= GOAL OF THE EXERCISE =
Transcribe the items without change, starting with the line that contains "child's shoe visible?" and continuing through the line that contains "[233,194,279,266]".
= = = =
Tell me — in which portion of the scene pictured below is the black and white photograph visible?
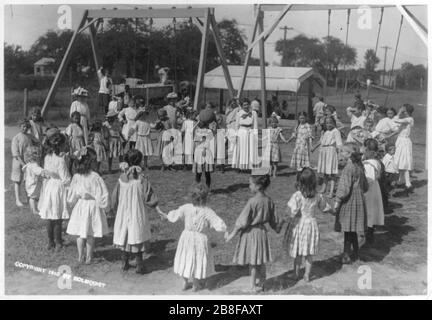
[0,0,431,298]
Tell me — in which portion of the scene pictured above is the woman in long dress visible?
[38,132,71,251]
[118,97,138,149]
[69,87,90,145]
[394,104,414,189]
[162,184,227,291]
[66,148,109,264]
[233,99,258,170]
[112,149,165,273]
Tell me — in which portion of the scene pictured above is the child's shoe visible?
[136,253,147,274]
[342,252,352,264]
[122,251,130,271]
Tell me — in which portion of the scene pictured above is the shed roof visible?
[34,58,55,66]
[204,65,325,92]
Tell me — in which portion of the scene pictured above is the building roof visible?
[34,58,55,66]
[204,65,325,92]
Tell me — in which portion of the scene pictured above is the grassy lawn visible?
[5,87,427,295]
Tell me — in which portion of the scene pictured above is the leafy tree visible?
[323,36,357,79]
[396,62,427,89]
[29,30,93,70]
[275,35,324,71]
[364,49,380,80]
[4,43,33,82]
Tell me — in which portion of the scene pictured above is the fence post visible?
[24,88,28,117]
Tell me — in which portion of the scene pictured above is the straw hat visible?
[158,109,168,119]
[167,92,177,99]
[106,109,118,118]
[198,109,216,124]
[251,167,271,176]
[73,87,89,97]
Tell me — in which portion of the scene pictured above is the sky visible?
[4,1,428,70]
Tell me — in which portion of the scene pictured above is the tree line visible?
[4,19,427,89]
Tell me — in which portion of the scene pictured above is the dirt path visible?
[6,257,427,295]
[4,120,427,295]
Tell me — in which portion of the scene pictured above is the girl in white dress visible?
[233,99,258,170]
[70,87,90,145]
[131,111,153,170]
[22,146,48,214]
[363,139,384,243]
[112,149,162,274]
[89,120,108,174]
[372,108,398,148]
[285,168,331,282]
[181,111,195,166]
[103,111,126,173]
[160,184,228,291]
[394,104,414,190]
[346,102,366,142]
[64,111,85,154]
[312,117,342,197]
[66,147,109,264]
[192,121,216,188]
[38,132,71,251]
[118,97,138,149]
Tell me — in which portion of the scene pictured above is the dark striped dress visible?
[336,160,368,233]
[233,194,279,266]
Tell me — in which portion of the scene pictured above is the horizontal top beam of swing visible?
[88,8,212,19]
[260,4,394,11]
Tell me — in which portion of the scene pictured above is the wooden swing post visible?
[42,10,89,116]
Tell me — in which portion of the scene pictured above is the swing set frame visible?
[42,7,234,115]
[237,4,428,127]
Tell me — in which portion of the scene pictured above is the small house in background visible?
[379,74,396,90]
[34,58,55,77]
= = = =
= SOLUTION TO THIS PROBLEM =
Tell me — in which portion of the scene pictured above is the child's shoe visible?
[136,253,147,274]
[342,252,352,264]
[122,251,130,271]
Tell me — in which portion of the scene pictured above is the shed roof visible?
[34,58,55,66]
[204,65,325,92]
Tell me — in which portion of the scene pictured above is the building roof visible?
[34,58,55,66]
[204,65,325,92]
Tell me — in which portion of the scene pictured above is the grassy lawn visible?
[5,87,427,295]
Tell me — in which portion of the scene pictured above is the leafy tree visible?
[323,36,357,79]
[396,62,427,89]
[29,30,93,70]
[275,35,324,71]
[364,49,380,80]
[4,43,33,82]
Tell me — in which portion of the scene pictured above is the fence post visible?
[24,88,28,117]
Tell me — in which portion of the scene pictured above is the straw hat visible?
[158,109,168,119]
[167,92,177,99]
[106,109,118,118]
[198,109,216,124]
[251,167,271,176]
[73,87,89,97]
Tell me — in which portion of the scene pictured above is the sky visible?
[4,1,428,70]
Tell me — in which portion of the scene pictured above is the tree line visible?
[4,19,427,89]
Tell me — in which portion of the scene pictured above is the dirt path visible?
[6,257,427,295]
[4,120,427,295]
Tell me — in which portion of the scene pictured above is the girl in white dress visible?
[233,99,258,170]
[70,87,90,145]
[131,111,153,170]
[22,146,48,214]
[363,139,384,243]
[112,149,162,274]
[89,120,108,174]
[372,108,398,148]
[285,168,331,282]
[181,111,195,166]
[103,111,126,173]
[160,184,228,291]
[394,104,414,190]
[346,102,366,142]
[64,111,85,154]
[312,117,342,197]
[66,147,109,264]
[192,121,216,188]
[38,132,71,251]
[118,97,138,149]
Tell me — in which portion of the scene pictured above is the dark striped dress visible?
[336,160,368,233]
[233,194,279,266]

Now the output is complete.